- _EXERCISE REQUIREMENTS_
Please retype the data that follows, starting at the line containing "[point] background parked" and stopping after the last line.
********************
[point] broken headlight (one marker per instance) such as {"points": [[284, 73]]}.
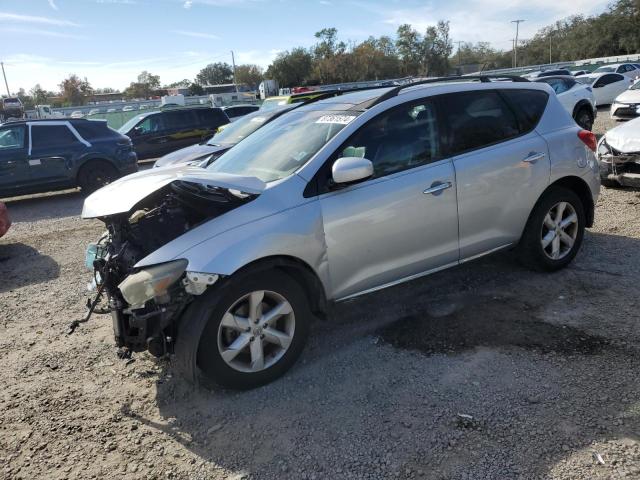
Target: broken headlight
{"points": [[151, 282]]}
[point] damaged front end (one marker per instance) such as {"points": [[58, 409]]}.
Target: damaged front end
{"points": [[147, 302], [618, 167]]}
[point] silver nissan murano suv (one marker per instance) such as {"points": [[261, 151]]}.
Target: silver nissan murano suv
{"points": [[225, 267]]}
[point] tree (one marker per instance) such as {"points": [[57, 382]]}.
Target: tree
{"points": [[215, 74], [38, 94], [74, 91], [146, 85], [292, 68], [249, 75]]}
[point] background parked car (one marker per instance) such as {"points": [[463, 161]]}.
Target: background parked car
{"points": [[577, 98], [43, 155], [619, 155], [5, 221], [157, 133], [236, 111], [630, 70], [222, 141], [626, 104], [606, 86]]}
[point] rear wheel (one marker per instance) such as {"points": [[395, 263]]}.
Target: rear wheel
********************
- _TASK RESULT_
[point] background parked car (one marker per instance) such as {"points": [[463, 161]]}.
Target: background parked car
{"points": [[577, 98], [43, 155], [619, 155], [5, 221], [157, 133], [236, 111], [630, 70], [222, 141], [626, 104], [606, 86]]}
[point] rear wheel (one marker per instance) such as {"points": [[395, 263]]}.
Target: rear wheel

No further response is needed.